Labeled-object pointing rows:
>> START

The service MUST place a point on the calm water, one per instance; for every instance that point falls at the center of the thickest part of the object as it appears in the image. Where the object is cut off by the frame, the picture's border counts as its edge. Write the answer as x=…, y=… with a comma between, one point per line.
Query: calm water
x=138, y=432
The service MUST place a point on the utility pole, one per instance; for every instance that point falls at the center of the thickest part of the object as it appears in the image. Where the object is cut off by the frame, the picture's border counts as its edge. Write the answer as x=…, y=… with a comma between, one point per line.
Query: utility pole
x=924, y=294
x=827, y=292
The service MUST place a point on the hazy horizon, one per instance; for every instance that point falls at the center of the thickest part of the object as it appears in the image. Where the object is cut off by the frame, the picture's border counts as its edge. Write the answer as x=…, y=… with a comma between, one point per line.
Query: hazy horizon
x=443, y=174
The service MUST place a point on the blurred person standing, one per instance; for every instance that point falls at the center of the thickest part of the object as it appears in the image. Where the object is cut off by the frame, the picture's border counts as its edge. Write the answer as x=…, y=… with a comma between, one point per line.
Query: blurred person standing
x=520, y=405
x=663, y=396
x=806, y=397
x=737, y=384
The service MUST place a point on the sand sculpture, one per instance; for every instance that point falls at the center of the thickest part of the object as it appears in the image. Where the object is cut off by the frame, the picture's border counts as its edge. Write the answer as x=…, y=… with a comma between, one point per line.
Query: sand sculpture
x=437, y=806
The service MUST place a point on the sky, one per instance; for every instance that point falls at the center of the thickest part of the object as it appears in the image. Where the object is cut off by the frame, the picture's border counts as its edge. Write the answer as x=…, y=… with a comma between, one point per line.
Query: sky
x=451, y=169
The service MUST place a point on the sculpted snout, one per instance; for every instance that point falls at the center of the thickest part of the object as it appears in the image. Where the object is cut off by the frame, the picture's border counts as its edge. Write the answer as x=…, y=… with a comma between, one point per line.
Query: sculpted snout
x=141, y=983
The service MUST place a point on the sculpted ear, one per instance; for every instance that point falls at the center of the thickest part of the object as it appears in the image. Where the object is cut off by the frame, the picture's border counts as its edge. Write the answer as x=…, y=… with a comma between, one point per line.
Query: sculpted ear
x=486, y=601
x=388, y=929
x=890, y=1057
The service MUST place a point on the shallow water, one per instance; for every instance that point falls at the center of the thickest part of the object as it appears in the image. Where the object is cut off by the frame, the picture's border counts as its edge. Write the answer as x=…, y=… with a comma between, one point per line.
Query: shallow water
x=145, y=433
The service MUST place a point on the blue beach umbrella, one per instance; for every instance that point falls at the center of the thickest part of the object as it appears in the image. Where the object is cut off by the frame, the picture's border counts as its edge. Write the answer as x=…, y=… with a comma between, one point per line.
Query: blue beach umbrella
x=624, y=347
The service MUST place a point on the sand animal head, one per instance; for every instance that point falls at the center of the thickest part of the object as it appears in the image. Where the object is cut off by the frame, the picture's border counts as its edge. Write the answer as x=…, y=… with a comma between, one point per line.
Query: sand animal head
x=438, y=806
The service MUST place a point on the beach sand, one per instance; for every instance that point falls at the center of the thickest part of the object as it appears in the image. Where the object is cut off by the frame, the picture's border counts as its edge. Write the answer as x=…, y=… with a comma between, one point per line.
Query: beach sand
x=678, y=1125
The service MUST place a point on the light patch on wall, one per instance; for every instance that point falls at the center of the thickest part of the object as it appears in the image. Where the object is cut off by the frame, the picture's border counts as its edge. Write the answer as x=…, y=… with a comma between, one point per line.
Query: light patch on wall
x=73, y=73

>> END

JOB: Quote the rows starting with the line containing "The service MUST place a point on the sand sculpture, one" and going on through the line containing "x=451, y=169", copying each line as it appears.

RESULT FOR THIS TASK:
The service MUST place a point on the sand sculpture, one per instance; for every instance that point falls at the center of the thickest part of the object as it appears in the image. Where the object is cut off by the frame, the picture's border counts as its edge. Write the answer as x=…, y=… with a comma between, one point per line.
Query: sand sculpture
x=437, y=806
The service MUST place a point on the sky, one per instance; for every instance that point falls at the center of the thickest part of the object as it appears in the image. Where the object is cut off by the frame, the picture's border counts as its edge. Write the answer as x=…, y=… with a comma between, one point per line.
Query: sky
x=451, y=169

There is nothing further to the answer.